== READING TEXT ==

++++++++++++++++++++

Testing

You may want to start with the test template within ingest_template

Basic fixtures

First, set up your basic fixtures, taking care to set the correct source name and location for the transform code.

import pytest
from koza.cli_utils import get_translation_table

@pytest.fixture
def tt():
    return get_translation_table("src/monarch_ingest/translation_table.yaml", None)

# This name must match the ingest name in the transform code
@pytest.fixture
def source_name():
    return "something-to-somethingelse"

# This is the location of the transform code
@pytest.fixture
def script():
    return "./src/monarch_ingest/ingests/somethingbase/something2somethingelse.py"

A map, if necessary

Some ingests will depend on one or more maps, that fixture can be set up here. Note that this fixture must return a map of maps, and that the inner maps will map from an ID to a dictionary representing column headers and values.

++++++++++++++++++++

== ROWS ==
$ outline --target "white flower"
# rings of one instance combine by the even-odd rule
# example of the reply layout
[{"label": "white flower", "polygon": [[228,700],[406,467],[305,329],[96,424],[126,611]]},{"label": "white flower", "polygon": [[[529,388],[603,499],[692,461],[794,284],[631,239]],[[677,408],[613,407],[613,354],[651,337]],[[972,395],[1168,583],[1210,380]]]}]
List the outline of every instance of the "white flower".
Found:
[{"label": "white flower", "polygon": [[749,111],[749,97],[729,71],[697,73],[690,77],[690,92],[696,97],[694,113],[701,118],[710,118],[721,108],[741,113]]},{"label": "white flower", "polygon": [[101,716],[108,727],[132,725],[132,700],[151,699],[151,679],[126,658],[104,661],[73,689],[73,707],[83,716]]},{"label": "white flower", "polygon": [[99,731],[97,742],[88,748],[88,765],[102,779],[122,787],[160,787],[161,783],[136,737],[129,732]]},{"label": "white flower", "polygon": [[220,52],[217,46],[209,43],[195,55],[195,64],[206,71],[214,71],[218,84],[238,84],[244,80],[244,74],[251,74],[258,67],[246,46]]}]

++++++++++++++++++++

== YOUR OBJECTIVE ==
Copy out the stretch of the testing guide from "# This name" through "headers and values.", swapping "transform code" for "conversion script" wherever it occurs.

== SOLUTION FOR THIS PROBLEM ==
# This name must match the ingest name in the conversion script
@pytest.fixture
def source_name():
    return "something-to-somethingelse"

# This is the location of the conversion script
@pytest.fixture
def script():
    return "./src/monarch_ingest/ingests/somethingbase/something2somethingelse.py"

A map, if necessary

Some ingests will depend on one or more maps, that fixture can be set up here. Note that this fixture must return a map of maps, and that the inner maps will map from an ID to a dictionary representing column headers and values.